[GIVEN ENTRIES]
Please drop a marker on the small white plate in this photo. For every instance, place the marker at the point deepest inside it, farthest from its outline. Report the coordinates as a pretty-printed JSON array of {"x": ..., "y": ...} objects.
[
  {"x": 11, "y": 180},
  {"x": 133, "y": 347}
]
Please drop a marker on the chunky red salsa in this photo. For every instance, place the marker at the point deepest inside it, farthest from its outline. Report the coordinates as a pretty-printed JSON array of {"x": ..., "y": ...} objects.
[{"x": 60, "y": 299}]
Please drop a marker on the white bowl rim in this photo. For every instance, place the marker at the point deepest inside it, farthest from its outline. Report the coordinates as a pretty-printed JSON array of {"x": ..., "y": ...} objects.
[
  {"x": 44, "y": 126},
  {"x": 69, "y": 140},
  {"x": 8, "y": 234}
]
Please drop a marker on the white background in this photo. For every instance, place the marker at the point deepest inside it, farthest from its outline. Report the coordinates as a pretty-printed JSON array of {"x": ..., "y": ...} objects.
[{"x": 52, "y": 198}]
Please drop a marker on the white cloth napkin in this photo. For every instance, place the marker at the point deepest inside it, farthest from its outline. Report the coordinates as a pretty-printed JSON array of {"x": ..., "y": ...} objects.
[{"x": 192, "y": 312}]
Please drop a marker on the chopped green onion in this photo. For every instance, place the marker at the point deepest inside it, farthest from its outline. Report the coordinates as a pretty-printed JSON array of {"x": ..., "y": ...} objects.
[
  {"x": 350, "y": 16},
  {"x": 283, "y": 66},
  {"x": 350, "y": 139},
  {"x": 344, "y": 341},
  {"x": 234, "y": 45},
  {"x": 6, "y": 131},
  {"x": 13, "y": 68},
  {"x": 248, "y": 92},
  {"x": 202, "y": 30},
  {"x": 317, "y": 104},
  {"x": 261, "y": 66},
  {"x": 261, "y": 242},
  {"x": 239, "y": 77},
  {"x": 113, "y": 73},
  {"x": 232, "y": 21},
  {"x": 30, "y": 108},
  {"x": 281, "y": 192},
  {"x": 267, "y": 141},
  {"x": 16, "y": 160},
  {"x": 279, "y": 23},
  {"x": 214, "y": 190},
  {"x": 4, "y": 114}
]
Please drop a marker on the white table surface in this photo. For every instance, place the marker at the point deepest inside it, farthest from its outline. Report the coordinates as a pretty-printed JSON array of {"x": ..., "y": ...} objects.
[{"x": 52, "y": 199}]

[EXERCISE INSTRUCTIONS] Reply with exactly the lines above from the one that contains "Please drop a marker on the white table" through the final line of the material, and with nothing else.

[RESULT OF THE EXERCISE]
Please drop a marker on the white table surface in this photo. For every instance, place the marker at the point deepest inside it, farthest from its outline. Report the coordinates as a pretty-printed JSON array of {"x": ..., "y": ...} objects.
[{"x": 52, "y": 199}]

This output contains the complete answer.